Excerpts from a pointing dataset
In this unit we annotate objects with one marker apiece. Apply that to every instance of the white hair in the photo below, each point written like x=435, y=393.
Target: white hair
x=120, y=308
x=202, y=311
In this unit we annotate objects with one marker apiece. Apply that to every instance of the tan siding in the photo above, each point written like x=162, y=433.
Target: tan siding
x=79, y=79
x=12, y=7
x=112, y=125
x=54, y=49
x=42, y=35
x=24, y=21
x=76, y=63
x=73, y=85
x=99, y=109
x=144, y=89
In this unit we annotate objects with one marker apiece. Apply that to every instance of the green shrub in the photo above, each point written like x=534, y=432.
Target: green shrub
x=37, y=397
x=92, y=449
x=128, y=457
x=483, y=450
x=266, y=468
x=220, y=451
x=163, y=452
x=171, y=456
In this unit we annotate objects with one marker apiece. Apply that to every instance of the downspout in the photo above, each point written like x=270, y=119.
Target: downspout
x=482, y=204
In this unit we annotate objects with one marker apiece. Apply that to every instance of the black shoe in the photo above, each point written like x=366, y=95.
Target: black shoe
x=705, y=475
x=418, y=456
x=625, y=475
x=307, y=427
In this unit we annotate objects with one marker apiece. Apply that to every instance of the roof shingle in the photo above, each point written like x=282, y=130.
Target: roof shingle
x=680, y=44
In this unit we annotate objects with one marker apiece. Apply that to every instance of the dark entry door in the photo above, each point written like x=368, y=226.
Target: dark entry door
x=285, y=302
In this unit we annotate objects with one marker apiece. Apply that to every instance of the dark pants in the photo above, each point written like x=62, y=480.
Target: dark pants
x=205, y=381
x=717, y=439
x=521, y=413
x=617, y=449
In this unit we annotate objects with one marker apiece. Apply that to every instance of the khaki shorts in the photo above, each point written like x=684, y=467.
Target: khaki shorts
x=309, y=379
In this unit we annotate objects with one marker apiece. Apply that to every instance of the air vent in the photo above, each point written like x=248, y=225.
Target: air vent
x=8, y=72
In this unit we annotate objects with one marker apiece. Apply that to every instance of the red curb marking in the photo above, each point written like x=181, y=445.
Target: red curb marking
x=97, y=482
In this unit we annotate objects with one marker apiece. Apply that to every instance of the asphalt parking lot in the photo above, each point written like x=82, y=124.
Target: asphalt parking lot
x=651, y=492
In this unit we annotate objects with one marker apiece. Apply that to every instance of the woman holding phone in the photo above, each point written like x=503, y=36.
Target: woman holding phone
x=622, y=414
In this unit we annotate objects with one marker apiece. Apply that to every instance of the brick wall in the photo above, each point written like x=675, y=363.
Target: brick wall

• **Short exercise**
Quote the listing above verbatim, keeping every line.

• **Answer to this task**
In this unit we annotate objects with one marker apiece. Apply that to every instance of the white hair in the photo below, each point written like x=435, y=393.
Target: white hair
x=120, y=308
x=202, y=311
In this unit we annotate objects with one marker apiece. Apply that to every instance of the tan siding in the photo above, each point written like x=162, y=433.
Target: tan siding
x=79, y=79
x=12, y=7
x=112, y=125
x=54, y=49
x=42, y=35
x=24, y=21
x=76, y=63
x=73, y=85
x=99, y=109
x=144, y=89
In this unit we annotate objects with one marker apiece. Apply that to every instance of the green shrub in the photo above, each point written like x=534, y=432.
Target: green shrub
x=37, y=397
x=92, y=449
x=128, y=457
x=483, y=450
x=266, y=468
x=220, y=451
x=163, y=452
x=171, y=456
In this unit we annotate objects with one marker apiece. Apply that to every instance of the downspout in the photo above, each point written like x=270, y=119.
Target: downspout
x=482, y=204
In this unit we annotate objects with one marker apiece. Apply that to every instance of the black shoe in the photo above, each point written like x=366, y=95.
Target: black shoe
x=705, y=475
x=418, y=456
x=625, y=475
x=307, y=427
In this unit we annotate objects with one marker apiece. Apply that to every instance of the roof shingle in the photo above, each point written like x=282, y=130.
Target: roof shingle
x=680, y=44
In this unit we annotate objects with one marker apiece. Apply that to every instance of the dark entry door in the photo above, each point written like x=368, y=226.
Target: dark entry door
x=285, y=302
In this unit we annotate objects with one marker apiece. Apply that to every instance of the dark pants in the photo above, each point written like x=62, y=480.
Target: dark pants
x=205, y=381
x=717, y=439
x=521, y=413
x=617, y=449
In this unit we annotate objects with one marker apiece. Apply that to every instance of the khaki shorts in the photo above, each point written like x=684, y=467.
Target: khaki shorts
x=309, y=379
In this unit we annotate objects with one marker apiece. Apply that to every instance of the air vent in the photo above, each point written like x=248, y=225.
Target: air vent
x=8, y=72
In this unit we annotate objects with one marker apiece. Apply that to every instance of the red curb marking in the photo above, each point written like x=181, y=445.
Target: red curb marking
x=97, y=482
In this unit we annotate objects with one marker apiece. Apply that to every instance of the asphalt parking lot in the photo above, each point written like x=82, y=124.
Target: asphalt parking lot
x=651, y=492
In this unit we annotate objects with one marker apiece. Apply that to every instance of the woman holding phone in the photo above, each point written like x=503, y=36.
Target: woman holding phone
x=622, y=414
In this unit we annotate objects with one marker apiece. Apply that to every instance of the brick wall in the photo above, each point written like x=675, y=363.
Target: brick wall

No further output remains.